Return, from the listing below, every line that includes "each".

• Supplied material
↓

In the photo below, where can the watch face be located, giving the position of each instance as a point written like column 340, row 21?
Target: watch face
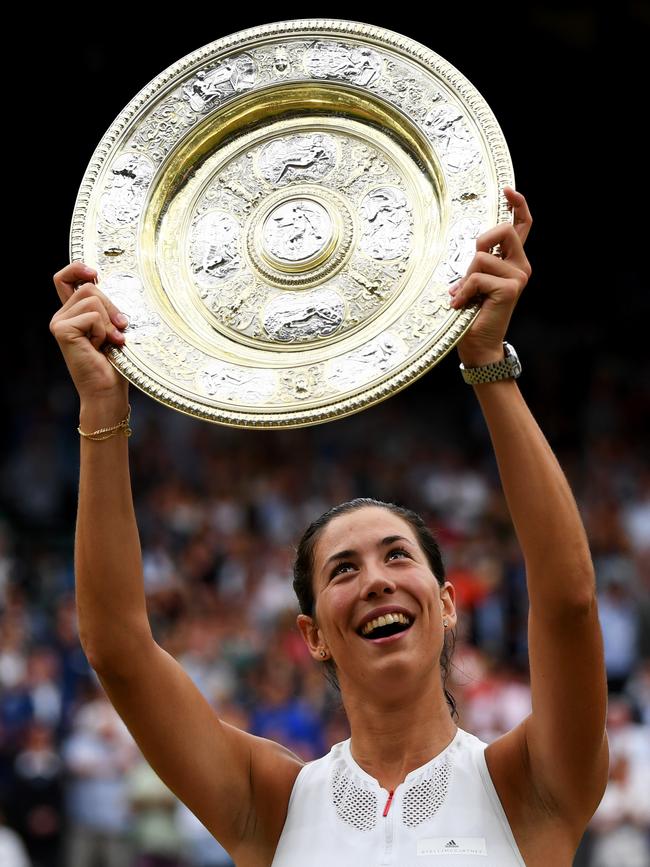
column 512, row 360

↑
↓

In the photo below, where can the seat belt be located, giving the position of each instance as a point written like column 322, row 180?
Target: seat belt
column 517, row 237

↑

• Task solution
In the photo below, where can the watch face be located, giving the position of each instance as a point written like column 340, row 21?
In the photo below, where can the seat belt be located, giving the position of each instance as a point written like column 322, row 180?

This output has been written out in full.